→ **TASK REQUIREMENTS**
Please copy out every row below word for word, without changing or leaving out anything.

■ ■ ■

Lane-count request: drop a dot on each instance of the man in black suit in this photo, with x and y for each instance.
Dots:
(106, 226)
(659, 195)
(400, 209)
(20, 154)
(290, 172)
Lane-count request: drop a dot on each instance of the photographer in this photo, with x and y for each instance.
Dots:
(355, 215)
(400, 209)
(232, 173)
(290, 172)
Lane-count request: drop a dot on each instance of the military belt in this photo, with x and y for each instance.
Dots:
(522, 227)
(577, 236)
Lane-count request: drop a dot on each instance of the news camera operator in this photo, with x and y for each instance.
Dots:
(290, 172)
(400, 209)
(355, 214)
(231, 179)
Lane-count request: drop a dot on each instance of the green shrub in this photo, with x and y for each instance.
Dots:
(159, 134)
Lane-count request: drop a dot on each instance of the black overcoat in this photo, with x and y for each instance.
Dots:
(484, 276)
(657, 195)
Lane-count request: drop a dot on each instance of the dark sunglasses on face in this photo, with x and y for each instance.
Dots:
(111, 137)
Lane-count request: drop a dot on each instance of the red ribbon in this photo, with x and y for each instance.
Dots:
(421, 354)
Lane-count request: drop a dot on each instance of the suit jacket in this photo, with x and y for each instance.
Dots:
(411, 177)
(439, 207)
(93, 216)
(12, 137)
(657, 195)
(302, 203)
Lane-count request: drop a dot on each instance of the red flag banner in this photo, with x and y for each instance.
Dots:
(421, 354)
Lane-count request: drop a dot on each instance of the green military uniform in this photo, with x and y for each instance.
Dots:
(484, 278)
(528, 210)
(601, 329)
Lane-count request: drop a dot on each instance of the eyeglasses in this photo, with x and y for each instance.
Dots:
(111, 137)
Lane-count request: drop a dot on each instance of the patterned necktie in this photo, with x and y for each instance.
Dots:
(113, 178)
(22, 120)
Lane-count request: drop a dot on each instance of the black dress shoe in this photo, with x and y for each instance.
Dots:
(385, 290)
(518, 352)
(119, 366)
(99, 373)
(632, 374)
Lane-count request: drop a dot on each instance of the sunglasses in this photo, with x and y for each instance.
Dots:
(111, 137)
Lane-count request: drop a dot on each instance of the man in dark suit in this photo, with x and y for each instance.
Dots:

■ ■ ■

→ **RESPONSE**
Lane-count request: drop a dot on each instance of the man in black suit in this photo, with x and y for each instance.
Dots:
(106, 226)
(659, 195)
(400, 209)
(20, 154)
(290, 172)
Lane-count request: drop a dot on each instance of the photographer in this photo, with x and y for each instance.
Dots:
(355, 215)
(400, 209)
(232, 173)
(290, 172)
Lane-count request: drop a dot on each instance of the military belt in this photo, with x and y for each instance.
Dots:
(522, 227)
(577, 236)
Lane-count request: drop a dot on each instance of the news camera operator in this photo, with x and y for each instance.
Dots:
(290, 172)
(400, 209)
(355, 214)
(231, 179)
Lane-count request: drop a dot on each instance of the green shrub in this photo, with x and y for each instance.
Dots:
(159, 134)
Lane-count request: drop a dot on each instance of the black overcoat in this photo, with x and y for each instance.
Dots:
(484, 276)
(657, 195)
Lane-count request: drop a dot on each instance of the dark sunglasses on face in this photo, with x and y for each instance.
Dots:
(111, 137)
Lane-count request: drop a dot on each instance of the red ribbon in this photo, with x and y for each instance.
Dots:
(421, 354)
Lane-count request: drop a dot on each instance of the suit jacket in this photo, with x and y for each instance.
Dots:
(411, 177)
(439, 207)
(93, 216)
(12, 137)
(657, 195)
(302, 203)
Lane-count request: drop a dot on each instance of the red flag banner in this photo, with x and y for each instance.
Dots:
(421, 354)
Lane-count request: drop a dot on each instance of the green military uniform in this photo, with x and y for each instance.
Dots:
(484, 278)
(528, 210)
(601, 329)
Lane-count request: drop a dot on each instance of the eyeglasses in this photo, with x and y for each instance.
Dots:
(111, 137)
Lane-count request: drop a dot on each instance of the patterned necktie in this photo, with x and y for each instance.
Dots:
(113, 178)
(22, 120)
Lane-count request: drop a dot on each instance of the black dress shoe in this photo, with x and y for each instance.
Dots:
(385, 290)
(518, 352)
(119, 366)
(99, 373)
(632, 374)
Lane-count request: drop a dot on each instance of the sunglasses in this photo, with x and y for each instance.
Dots:
(111, 137)
Lane-count request: drop a dot on each instance of the man in dark suit in this photo, with x and y for each instance.
Dots:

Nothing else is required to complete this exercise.